══ SOURCE TEXT ══

CaliforniaPreliminary Notice

Am I still meeting my Preliminary Notice requirements in California if I send a preliminary notice to the general contractor, but they provided an incorrect address on the contract, so my notice does not get delivered to them? What would be my next steps if the preliminary notice comes back to me undeliverable?

1 reply

Jul 27, 2018
That's a common question, and luckily the California Civil Code covers a lot of situations that other lien statutes may not. Under § 8108 of the California Civil Code, a person providing notice to a prime contractor may give that notice at the recipient's residence, place of business, or at the following addresses: "the contractor’s address shown on the building permit, on the contractor’s contract, or on the records of the Contractors’ State License Board." So, sending notice to the location a contractor has provided as their address in the contract is acceptable. Further, in California, as long is notice is sent as required by statute (in CA - this means either registered or certified mail, express mail, or overnight delivery by an express service carrier), the notice requirement is fulfilled when the notice is sent rather than when it is received. Wrapping all of that together - notice may be sent to the contractor at the address they provide on the contract. Plus, notice is considered effective when sent (properly) rather than when it is received. It follows, then, that a service properly sent to the improper address a contractor has provided would be considered effective. Granted, a contractor or owner might still challenge this issue, and it's tough to predict how a given court would rule if it came down to litigation. But ultimately, it seems unlikely that a contractor could merely provide an inaccurate address and claim that because notice was sent to the inaccurate address, the notice was ineffective. Regardless, it's a good idea to keep a record of when the notice was sent to the address provided in the contract, as well as the contract itself. Informing the contractor of the failed notice would likely be a good idea as well. If notice can be re-sent to the contractor before the deadline to provide preliminary notice (which is 20 days from the sender's first furnishing), this might be an appealing option - but if the deadline to send notice has passed, sending additional notice may work to reset the timeframe for which notice was sent. If that's the case, a claimant might be afforded less protection.

═══

** TASK TO COMPLETE **
In the reply about California preliminary notice, what is the deadline for sending a preliminary notice?

══ DATA SHOWN ══

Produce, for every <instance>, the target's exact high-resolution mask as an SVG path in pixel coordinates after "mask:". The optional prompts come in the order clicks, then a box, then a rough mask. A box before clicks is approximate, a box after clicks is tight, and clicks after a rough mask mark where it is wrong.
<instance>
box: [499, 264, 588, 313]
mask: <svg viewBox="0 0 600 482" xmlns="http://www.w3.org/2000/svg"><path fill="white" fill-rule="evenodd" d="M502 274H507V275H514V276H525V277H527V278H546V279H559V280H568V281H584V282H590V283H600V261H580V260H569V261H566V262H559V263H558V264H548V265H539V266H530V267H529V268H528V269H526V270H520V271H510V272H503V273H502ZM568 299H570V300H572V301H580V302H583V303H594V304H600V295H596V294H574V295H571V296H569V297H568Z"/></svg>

═══

** COMPLETED TASK **
20 days from the sender's first furnishing